>> start SOURCE EXTRACT
A unit is the smallest testable part of an application, and unit testing should be written to ensure that unit is meeting its intended design and behaviors. Developers should use a code coverage metric (both line coverage and branch coverage) to assist when writing unit tests. Aim to have a high code coverage like 85% and above but note that achieving 100% coverage might not necessarily mean that all possible test cases have been covered. For example, a code branch that has multiple conditions will report 100% line and branch coverage, if one of the conditions was covered in the unit tests. However, tests should still be written for the remaining conditions as well.
Code refactoring is the process of restructuring code without any modifications to external behavior to improve code consistency and make it simple for future developments.
When to refactor?
Refactoring can be done during code review to clean up the current code before the system goes live as well as at regular intervals to clean up low-hanging bugs, to remove duplicate codes, or simplify conditional expressions.
Tips for refactoring
- Remove unnecessary code such as unused references or functions and test cases.
- Extract duplicate code into common functions (Rule of Three).
- If functions or code have high complexity, consider breaking them down into smaller functions, modules or files.
Choose software frameworks for your programming language with the following suggested guidelines:
- The framework is actively maintained
- Use the stable release version of the framework when compared to beta or pre-release versions
- Issues/bugs identified by users or security vulnerabilities that were discovered are frequently patched or fixed by the contributors
- The framework should already have inbuilt security features that will help make your application more secure. For example, automatic CSRF protection and SQL injection protection.
- The framework is an open source and the code is accessible for review.
- Take note of the software license for the framework. Make sure it is appropriate for your project and can be used in accordance with their license policy.
Some suggested guidelines when using third party/open source libraries for your application
- Make sure that the versions of third party or open source libraries or packages are explicitly declared (i.e. version locked). Some package managers such as
npm
for NodeJS offer such capabilities by default, while others such aspip
for Python require additional configuration or tools. - When downloading the libraries or packages, it is recommended to use a hosted repository manager such as the one offered in SHIP-HATS. A hosted repository manager helps to cache and speed up downloads, ensures the security of the downloaded packages by verifying checksums and flags out any known vulnerabilities for the libraries.
Pair Programming
Pair programming is an agile software development technique in which two software engineers work together at one workstation. One, the driver, writes code while the other, the observer or navigator, reviews each line of code as it is typed in. The two programmers switch roles frequently.
While reviewing, the observer also considers the "strategic" direction of the work, coming up with ideas for improvements and likely future problems to address. The driver can focus on execution details and the "tactical" aspects of the current task, using the observer as a safety net and guide.
Test Driven Development (TDD)
>> end SOURCE EXTRACT
STATED TASK: Reproduce part of the development-practices passage word for word, beginning at the words "Tips for refactoring" and stopping after the words "accessible for review.". Answer solely from the development-practices passage.
>> start ENTRIES SUPPLIED
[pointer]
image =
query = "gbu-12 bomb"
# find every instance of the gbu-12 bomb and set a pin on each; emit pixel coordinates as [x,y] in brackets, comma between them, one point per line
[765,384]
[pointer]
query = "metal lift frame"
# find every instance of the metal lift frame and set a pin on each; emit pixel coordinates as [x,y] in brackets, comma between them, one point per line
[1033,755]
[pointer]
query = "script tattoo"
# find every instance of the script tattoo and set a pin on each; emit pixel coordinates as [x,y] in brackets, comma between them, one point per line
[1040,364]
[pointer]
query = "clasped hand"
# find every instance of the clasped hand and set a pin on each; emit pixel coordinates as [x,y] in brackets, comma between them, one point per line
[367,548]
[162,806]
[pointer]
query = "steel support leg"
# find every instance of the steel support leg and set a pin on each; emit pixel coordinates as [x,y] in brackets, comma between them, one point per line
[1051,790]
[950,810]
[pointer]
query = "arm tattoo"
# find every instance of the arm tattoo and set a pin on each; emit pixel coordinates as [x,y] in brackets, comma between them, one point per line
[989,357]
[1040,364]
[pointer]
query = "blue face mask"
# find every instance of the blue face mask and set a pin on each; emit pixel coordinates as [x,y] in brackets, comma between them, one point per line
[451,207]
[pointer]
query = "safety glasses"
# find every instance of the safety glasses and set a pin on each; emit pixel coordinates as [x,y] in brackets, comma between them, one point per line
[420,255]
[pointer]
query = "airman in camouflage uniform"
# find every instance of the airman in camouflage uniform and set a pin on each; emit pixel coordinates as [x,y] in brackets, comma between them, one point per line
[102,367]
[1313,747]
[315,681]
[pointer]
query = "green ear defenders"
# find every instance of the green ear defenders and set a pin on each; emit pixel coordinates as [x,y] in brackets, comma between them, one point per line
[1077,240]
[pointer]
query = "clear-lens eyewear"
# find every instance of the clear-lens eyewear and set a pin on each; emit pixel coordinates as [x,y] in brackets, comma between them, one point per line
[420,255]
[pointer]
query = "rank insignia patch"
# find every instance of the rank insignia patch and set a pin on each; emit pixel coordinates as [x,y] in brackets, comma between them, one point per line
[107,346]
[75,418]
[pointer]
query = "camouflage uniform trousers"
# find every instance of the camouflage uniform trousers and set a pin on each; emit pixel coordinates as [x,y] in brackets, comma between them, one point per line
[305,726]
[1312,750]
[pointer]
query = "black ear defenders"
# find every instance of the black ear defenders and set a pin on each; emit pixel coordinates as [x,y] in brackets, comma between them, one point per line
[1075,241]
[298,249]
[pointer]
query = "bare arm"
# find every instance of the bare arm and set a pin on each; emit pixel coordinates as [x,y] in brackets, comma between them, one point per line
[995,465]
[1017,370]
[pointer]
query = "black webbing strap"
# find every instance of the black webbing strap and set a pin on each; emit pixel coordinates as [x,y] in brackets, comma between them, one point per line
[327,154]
>> end ENTRIES SUPPLIED
PROBLEM SOLUTION:
Tips for refactoring
- Remove unnecessary code such as unused references or functions and test cases.
- Extract duplicate code into common functions (Rule of Three).
- If functions or code have high complexity, consider breaking them down into smaller functions, modules or files.
Choose software frameworks for your programming language with the following suggested guidelines:
- The framework is actively maintained
- Use the stable release version of the framework when compared to beta or pre-release versions
- Issues/bugs identified by users or security vulnerabilities that were discovered are frequently patched or fixed by the contributors
- The framework should already have inbuilt security features that will help make your application more secure. For example, automatic CSRF protection and SQL injection protection.
- The framework is an open source and the code is accessible for review.